Every entry is to be printed again precisely as given.

[Referring expression data]
┌────────
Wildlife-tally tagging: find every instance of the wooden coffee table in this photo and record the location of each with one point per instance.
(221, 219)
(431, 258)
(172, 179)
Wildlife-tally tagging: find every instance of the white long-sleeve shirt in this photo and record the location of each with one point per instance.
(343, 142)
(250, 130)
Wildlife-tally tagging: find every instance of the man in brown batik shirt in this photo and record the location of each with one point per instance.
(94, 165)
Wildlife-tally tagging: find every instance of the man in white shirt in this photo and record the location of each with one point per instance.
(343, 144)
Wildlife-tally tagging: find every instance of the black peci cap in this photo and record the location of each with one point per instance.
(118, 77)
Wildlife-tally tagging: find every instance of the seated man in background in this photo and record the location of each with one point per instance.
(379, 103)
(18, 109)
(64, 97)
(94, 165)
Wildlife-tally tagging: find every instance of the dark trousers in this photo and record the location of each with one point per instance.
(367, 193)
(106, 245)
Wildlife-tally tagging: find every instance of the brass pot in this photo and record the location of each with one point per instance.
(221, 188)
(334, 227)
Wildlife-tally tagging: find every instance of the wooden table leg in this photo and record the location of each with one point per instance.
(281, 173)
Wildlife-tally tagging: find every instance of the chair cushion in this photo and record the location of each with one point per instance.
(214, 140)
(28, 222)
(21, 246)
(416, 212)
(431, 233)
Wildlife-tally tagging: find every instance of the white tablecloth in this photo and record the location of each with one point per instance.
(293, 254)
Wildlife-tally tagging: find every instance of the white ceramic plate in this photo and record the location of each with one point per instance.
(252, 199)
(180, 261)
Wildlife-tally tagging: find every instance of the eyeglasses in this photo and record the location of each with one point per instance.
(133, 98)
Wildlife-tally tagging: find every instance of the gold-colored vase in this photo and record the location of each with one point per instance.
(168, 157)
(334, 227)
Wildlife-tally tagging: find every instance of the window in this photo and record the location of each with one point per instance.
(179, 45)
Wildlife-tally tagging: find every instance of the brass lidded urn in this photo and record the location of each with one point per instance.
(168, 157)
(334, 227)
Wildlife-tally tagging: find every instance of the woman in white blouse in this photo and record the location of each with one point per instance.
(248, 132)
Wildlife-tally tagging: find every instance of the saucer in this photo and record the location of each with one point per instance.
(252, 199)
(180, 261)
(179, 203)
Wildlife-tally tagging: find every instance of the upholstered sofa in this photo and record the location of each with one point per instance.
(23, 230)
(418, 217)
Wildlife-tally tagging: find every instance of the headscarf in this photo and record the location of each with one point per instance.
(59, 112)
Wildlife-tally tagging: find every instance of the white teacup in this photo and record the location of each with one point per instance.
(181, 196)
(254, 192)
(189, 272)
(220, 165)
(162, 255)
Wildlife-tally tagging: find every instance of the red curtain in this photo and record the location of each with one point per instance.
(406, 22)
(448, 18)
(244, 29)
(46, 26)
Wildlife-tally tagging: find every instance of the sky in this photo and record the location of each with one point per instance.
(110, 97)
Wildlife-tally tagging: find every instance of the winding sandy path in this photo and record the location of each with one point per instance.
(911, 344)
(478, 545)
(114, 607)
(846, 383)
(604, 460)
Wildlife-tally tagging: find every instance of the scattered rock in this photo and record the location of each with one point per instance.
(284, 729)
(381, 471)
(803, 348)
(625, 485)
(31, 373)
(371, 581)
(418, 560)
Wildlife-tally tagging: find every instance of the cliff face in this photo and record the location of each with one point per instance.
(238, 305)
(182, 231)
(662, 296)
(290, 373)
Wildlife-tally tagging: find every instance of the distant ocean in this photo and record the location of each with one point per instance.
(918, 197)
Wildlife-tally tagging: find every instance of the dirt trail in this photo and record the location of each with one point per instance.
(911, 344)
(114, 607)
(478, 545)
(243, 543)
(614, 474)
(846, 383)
└────────
• _YOUR RESPONSE_
Wildlife-tally tagging: find every instance of the wooden coffee table in this photo and record the location of each with one point per instance.
(221, 219)
(431, 258)
(172, 179)
Wildlife-tally tagging: find every instance of the white long-sleeve shirt in this photo and record the location of each with one point per instance.
(343, 142)
(250, 130)
Wildlife-tally tagging: find every instance of the man in brown batik shirt in this photo and record the location of each with one point per instance.
(94, 165)
Wildlife-tally tagging: find every instance of the man in white shirt in this photo and record the location of each with one point per instance.
(343, 144)
Wildlife-tally tagging: find every instance of the black peci cap in this photo and record the location of each with one point per instance.
(118, 77)
Wildlife-tally tagging: find every instance of the seated man in background in this photo and record the location of each with one point per instance.
(379, 103)
(18, 109)
(64, 97)
(94, 165)
Wildlife-tally tagging: find every instance of the dark trousers in this photo and record the location of each with one point per instance.
(367, 193)
(106, 245)
Wildlife-tally tagging: find every instance of the brass pot in this photo and record the location of each with one point per instance.
(221, 188)
(334, 227)
Wildlife-tally tagging: find every instance of the wooden table leg in this photo and record the location of each with one point per instance.
(281, 173)
Wildlife-tally tagging: find every instance of the chair cushion in this photo and record the location of each with one point per instance.
(214, 140)
(28, 222)
(21, 246)
(416, 212)
(431, 233)
Wildlife-tally tagging: find every instance of the white tablecloth in this photo and record the location of each with one point per instance.
(293, 254)
Wildlife-tally tagging: find every instance of the white ceramic plate in this photo and record the location of each with one point per instance.
(252, 199)
(180, 261)
Wildlife-tally tagging: find every instance of the eyeglasses in this photo and record the location of each with one point per instance.
(133, 98)
Wildlife-tally tagging: find every instance of the gold-colored vase in this photo and record the location of each with one point per instance.
(168, 157)
(334, 227)
Wildlife-tally tagging: find every instance of the window in this photo and record the location of each with one point per instance.
(179, 45)
Wildlife-tally tagging: find every instance of the brass lidded urn in this photo and record the location of each with one point per instance.
(168, 157)
(334, 227)
Wildlife-tally tagging: find every instance of the woman in white blouse in this photo and record the location of each with one point per instance.
(248, 132)
Wildlife-tally tagging: find every instance of the saucer in this photo and record the location of each with one point per instance.
(252, 199)
(180, 261)
(179, 203)
Wildlife-tally tagging: find every instance of the upholstered sofa in this photo and record the location of each with one point per instance.
(23, 230)
(418, 217)
Wildlife-tally tagging: find every instance of the headscarf in this photo and record the location of each with one point per instance.
(59, 112)
Wildlife-tally tagging: find every instance of the white teacup in this photo and record the location of each with one point per instance.
(181, 196)
(254, 192)
(189, 272)
(220, 165)
(162, 255)
Wildlife-tally tagging: find every instance of the red curtain in this photo and record the location of each with one point per instance.
(406, 22)
(448, 18)
(244, 29)
(46, 26)
Wildlife-tally tagging: find every instance of the sky in this photo and record the location of each with one point per instance.
(110, 97)
Wildlife-tally tagging: find every instance of the winding sandy path in this photo and record the location of each with one point per instance.
(911, 344)
(478, 545)
(114, 607)
(846, 383)
(604, 460)
Wildlife-tally tagging: find every instance of the scattered rock in this photo and record the location of each with one point per instance.
(284, 729)
(381, 471)
(803, 348)
(625, 485)
(31, 373)
(371, 581)
(418, 560)
Wildlife-tally tagging: find every instance of the cliff face in this photo and record the location of each with one point per instance.
(238, 305)
(182, 231)
(662, 296)
(290, 373)
Wildlife-tally tagging: find every instance of the distant ocean in this photo and record the location of each with one point per instance.
(918, 197)
Wildlife-tally tagging: find every instance of the dirt trail in this photo and record the location of each with one point per instance.
(911, 344)
(114, 607)
(478, 545)
(243, 543)
(614, 474)
(846, 383)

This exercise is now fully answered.